# Start of Records provided
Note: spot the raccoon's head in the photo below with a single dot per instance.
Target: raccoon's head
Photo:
# End of Records provided
# Start of Records provided
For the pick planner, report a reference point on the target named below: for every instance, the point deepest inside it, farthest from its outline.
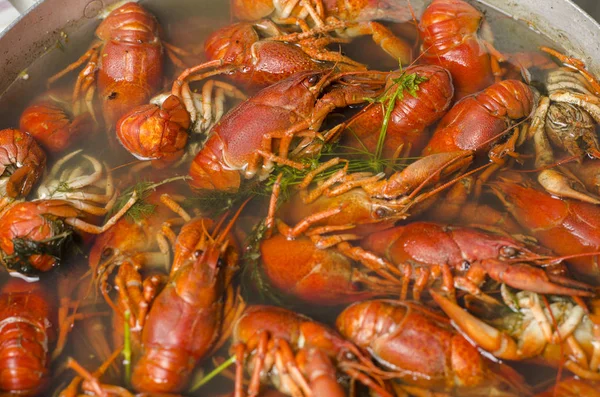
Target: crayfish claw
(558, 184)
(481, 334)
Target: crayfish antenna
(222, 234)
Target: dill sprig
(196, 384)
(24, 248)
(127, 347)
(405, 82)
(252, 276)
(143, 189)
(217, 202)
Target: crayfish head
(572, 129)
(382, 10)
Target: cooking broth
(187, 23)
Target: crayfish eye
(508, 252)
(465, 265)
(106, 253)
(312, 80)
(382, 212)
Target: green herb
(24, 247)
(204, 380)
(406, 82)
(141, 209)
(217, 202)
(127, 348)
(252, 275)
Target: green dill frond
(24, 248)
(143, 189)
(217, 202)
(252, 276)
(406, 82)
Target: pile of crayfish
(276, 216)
# End of Records provided
Direction: How many lines in the records above contain the word "instance"? Give only the number.

Response: 2